A frase — dita com uma “graça” de canalha — faz referência aos olhos da personagem Elvira Hancock, interpretada por Michelle Pfeiffer, que havia acabado de lhe dar um fora. No início do filme, ela era casada com o chefão da máfia de Miami. Algum tempo depois, Tony Montana assassina o mafioso e fica com a mulher, que parece, pelo menos a princípio, sentir alguma atração por ele. Portanto, ele consegue provar que tinha razão. Os olhos realmente nunca mentem.

Mesmo sendo um psicopata sanguinário obcecado pela irmã (ou talvez precisamente por isso), uma verdade saiu pela sua boca de forma tão livre de pudor que transformou o diálogo num clássico. A referência aos olhos de Michelle Pfeiffer tornou a frase ainda mais antológica. Nos anos 80, ela era uma daquelas belezas que surgem de mil em mil anos para constranger a humanidade a parar de fingir que o “belo” é um conceito relativo.

### [Linhas de dados]
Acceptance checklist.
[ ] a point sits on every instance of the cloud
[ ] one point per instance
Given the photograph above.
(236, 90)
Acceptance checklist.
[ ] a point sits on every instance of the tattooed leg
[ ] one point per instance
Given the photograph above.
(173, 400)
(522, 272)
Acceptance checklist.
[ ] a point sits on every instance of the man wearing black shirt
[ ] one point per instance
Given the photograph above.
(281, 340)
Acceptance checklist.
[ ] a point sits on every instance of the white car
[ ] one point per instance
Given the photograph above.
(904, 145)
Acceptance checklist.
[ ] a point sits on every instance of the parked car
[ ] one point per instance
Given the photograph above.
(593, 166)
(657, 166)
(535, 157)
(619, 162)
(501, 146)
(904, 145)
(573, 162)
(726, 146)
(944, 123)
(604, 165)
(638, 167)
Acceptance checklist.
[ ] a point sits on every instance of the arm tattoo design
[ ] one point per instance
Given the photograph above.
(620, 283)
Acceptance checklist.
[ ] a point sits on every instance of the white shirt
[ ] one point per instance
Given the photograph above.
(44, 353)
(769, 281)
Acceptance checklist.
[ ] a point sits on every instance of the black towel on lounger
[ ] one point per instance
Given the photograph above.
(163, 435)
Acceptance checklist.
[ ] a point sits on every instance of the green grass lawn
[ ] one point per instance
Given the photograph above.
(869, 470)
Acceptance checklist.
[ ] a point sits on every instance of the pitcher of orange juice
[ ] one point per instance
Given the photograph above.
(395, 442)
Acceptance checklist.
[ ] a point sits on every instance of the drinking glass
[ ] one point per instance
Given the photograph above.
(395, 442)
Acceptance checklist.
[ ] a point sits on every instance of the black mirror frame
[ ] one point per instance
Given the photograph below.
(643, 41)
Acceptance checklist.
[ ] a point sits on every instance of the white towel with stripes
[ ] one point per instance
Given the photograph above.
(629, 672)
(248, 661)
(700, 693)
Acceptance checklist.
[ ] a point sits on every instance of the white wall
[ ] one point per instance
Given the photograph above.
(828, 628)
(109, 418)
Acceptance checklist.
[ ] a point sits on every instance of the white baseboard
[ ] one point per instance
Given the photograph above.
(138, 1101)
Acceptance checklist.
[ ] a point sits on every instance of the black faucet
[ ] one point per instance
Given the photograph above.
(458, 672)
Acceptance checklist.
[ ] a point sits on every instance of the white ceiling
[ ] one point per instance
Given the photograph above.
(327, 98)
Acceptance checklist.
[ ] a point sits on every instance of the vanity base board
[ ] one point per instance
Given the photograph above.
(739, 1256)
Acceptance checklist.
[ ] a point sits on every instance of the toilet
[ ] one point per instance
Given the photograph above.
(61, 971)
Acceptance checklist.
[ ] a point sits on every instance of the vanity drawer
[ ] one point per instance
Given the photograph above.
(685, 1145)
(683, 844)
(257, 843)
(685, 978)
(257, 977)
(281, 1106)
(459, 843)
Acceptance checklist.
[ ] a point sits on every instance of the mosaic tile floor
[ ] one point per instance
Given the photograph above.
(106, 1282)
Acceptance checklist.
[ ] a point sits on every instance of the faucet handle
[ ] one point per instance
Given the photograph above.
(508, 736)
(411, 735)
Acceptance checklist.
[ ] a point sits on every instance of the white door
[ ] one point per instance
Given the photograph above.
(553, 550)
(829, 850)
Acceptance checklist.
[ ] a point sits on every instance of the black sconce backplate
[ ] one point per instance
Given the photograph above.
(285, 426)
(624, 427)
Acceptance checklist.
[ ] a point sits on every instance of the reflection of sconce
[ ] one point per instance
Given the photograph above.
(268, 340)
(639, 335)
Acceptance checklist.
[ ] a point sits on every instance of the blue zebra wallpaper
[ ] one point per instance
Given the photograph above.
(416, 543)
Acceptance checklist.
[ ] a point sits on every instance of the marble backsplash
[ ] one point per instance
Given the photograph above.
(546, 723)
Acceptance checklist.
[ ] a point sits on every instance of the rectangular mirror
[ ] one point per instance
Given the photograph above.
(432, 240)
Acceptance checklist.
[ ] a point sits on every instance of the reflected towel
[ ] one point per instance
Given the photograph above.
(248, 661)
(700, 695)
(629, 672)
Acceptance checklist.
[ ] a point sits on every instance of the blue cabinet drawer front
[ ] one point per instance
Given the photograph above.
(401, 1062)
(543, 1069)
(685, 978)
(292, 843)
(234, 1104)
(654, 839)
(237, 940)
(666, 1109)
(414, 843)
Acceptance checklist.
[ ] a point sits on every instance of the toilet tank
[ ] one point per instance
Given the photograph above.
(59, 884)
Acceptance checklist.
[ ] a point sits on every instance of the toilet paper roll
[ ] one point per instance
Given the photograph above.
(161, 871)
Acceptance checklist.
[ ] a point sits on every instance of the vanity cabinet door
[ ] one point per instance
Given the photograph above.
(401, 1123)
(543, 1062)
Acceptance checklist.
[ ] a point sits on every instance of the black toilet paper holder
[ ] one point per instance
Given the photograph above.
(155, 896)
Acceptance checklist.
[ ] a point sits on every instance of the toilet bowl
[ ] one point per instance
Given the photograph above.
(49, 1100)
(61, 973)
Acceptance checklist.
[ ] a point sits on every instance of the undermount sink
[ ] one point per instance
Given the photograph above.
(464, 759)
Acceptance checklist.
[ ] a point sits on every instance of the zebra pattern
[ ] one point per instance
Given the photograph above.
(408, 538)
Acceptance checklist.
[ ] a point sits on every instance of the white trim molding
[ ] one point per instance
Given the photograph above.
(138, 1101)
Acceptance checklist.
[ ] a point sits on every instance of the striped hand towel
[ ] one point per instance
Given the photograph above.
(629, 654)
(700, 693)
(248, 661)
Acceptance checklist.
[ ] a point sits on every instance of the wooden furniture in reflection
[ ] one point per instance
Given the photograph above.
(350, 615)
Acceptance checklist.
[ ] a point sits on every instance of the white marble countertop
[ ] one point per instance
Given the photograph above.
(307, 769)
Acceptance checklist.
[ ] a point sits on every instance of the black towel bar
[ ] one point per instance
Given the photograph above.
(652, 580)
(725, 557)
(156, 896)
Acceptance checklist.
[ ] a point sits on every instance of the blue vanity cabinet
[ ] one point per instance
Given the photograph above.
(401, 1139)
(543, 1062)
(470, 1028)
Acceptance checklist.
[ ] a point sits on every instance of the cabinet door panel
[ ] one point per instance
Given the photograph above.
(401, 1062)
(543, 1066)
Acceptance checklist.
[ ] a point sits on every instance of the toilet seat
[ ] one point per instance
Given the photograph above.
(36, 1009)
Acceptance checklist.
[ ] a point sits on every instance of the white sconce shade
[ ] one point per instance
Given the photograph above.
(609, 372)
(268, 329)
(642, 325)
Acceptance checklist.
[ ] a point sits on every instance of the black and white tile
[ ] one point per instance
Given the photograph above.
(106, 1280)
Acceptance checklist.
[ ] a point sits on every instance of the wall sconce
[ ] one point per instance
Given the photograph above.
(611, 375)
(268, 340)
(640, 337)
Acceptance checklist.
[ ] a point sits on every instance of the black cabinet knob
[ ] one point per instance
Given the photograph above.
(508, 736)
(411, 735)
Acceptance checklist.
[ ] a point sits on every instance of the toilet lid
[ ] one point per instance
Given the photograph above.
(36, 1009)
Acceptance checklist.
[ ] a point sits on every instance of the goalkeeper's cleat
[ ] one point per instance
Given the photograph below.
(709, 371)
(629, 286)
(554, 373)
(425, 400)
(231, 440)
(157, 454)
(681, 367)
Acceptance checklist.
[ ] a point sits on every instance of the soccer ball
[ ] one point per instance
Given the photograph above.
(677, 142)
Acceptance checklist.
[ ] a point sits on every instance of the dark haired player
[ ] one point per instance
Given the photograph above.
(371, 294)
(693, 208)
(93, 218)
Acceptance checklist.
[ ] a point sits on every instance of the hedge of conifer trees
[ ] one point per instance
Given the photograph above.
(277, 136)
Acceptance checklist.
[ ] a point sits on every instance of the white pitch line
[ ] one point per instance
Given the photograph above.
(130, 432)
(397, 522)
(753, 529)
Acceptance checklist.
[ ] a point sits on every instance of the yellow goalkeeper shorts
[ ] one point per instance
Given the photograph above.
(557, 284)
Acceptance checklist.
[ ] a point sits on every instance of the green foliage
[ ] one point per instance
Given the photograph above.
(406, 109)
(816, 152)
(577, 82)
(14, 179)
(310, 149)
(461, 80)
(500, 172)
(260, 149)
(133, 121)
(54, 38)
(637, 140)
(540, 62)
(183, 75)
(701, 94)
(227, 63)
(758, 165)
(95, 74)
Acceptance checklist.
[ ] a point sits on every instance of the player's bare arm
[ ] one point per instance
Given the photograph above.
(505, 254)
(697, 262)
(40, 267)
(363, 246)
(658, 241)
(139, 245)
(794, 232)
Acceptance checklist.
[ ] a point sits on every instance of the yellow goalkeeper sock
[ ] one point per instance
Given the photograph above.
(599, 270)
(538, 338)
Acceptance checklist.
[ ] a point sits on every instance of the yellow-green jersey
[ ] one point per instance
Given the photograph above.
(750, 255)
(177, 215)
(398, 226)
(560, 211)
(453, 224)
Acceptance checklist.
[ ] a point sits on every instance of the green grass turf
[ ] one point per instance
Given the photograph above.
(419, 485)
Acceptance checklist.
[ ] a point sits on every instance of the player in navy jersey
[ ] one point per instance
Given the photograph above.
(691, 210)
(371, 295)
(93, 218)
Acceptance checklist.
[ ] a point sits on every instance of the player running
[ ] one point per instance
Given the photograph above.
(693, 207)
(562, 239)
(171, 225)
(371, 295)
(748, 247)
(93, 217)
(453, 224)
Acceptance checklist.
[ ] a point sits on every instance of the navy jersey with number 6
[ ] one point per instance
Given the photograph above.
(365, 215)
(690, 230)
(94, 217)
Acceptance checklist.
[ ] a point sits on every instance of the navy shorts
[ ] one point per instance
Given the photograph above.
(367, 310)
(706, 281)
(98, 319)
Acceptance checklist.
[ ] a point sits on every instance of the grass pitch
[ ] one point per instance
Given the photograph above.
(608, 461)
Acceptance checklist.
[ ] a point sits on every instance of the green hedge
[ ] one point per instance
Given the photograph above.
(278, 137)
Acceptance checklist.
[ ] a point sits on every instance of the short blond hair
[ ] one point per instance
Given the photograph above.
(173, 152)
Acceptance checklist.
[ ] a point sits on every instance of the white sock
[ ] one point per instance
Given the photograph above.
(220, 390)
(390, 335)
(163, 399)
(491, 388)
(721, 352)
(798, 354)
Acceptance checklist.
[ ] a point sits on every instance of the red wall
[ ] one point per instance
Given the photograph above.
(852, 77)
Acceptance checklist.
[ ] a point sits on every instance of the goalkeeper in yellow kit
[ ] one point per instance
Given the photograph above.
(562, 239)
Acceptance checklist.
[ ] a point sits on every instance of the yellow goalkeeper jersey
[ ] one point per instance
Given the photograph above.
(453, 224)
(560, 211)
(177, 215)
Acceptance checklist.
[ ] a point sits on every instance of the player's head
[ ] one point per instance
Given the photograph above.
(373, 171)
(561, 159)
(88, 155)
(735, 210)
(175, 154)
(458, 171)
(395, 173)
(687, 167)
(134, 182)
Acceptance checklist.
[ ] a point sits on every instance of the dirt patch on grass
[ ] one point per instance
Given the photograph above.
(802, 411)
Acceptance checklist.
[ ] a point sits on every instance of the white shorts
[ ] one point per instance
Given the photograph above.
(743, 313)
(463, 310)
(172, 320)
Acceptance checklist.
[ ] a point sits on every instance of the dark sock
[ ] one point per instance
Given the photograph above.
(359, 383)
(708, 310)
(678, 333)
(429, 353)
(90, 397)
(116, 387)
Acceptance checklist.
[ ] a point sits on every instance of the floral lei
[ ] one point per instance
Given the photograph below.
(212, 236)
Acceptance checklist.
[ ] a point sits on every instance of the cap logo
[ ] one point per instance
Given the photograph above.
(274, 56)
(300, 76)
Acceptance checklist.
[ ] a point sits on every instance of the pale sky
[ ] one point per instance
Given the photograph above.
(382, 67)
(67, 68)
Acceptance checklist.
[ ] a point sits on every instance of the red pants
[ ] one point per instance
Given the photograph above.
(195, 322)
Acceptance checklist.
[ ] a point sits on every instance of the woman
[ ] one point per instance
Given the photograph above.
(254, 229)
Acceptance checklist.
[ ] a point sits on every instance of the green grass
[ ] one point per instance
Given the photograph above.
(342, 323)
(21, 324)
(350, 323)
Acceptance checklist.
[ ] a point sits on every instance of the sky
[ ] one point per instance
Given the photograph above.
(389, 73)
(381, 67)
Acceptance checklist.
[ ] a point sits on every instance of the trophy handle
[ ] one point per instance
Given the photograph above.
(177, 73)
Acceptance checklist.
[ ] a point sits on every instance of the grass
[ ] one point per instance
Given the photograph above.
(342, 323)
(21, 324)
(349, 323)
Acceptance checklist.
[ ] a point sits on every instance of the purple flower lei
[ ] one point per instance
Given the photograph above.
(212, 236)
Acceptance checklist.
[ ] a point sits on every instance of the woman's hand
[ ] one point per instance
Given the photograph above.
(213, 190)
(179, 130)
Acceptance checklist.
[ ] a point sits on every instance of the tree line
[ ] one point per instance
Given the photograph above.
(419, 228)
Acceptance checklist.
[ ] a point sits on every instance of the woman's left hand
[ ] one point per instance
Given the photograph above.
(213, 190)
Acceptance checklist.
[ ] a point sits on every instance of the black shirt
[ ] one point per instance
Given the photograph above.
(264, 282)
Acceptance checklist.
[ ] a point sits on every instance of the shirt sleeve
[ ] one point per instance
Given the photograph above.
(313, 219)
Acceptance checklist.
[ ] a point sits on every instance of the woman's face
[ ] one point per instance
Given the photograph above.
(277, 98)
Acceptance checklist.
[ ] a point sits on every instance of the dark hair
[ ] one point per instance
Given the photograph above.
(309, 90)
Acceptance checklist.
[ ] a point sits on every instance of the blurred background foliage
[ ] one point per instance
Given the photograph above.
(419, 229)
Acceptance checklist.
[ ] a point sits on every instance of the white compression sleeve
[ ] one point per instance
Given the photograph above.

### [Pratique a leitura]
1 - Segundo o trecho, com quem Elvira Hancock era casada no início do filme?
2 - Resuma o trecho em duas frases, por favor.
3 - Retorne o texto do trecho desde "A frase — dita" até "realmente nunca mentem.", incluindo essas palavras.
Responda com base somente no trecho.

### [Respostas dos exercícios]
1 - Com o chefão da máfia de Miami.

2 - A frase de Tony Montana alude aos olhos de Elvira Hancock, personagem de Michelle Pfeiffer que acabara de lhe dar um fora e que, depois de ele matar o mafioso com quem ela era casada, fica com ele, o que confirma que os olhos nunca mentem. Dita sem pudor por um psicopata sanguinário, a frase transformou o diálogo num clássico, ainda mais antológico pela referência aos olhos de Pfeiffer, que nos anos 80 era uma beleza das que surgem de mil em mil anos.

3 -
A frase — dita com uma “graça” de canalha — faz referência aos olhos da personagem Elvira Hancock, interpretada por Michelle Pfeiffer, que havia acabado de lhe dar um fora. No início do filme, ela era casada com o chefão da máfia de Miami. Algum tempo depois, Tony Montana assassina o mafioso e fica com a mulher, que parece, pelo menos a princípio, sentir alguma atração por ele. Portanto, ele consegue provar que tinha razão. Os olhos realmente nunca mentem.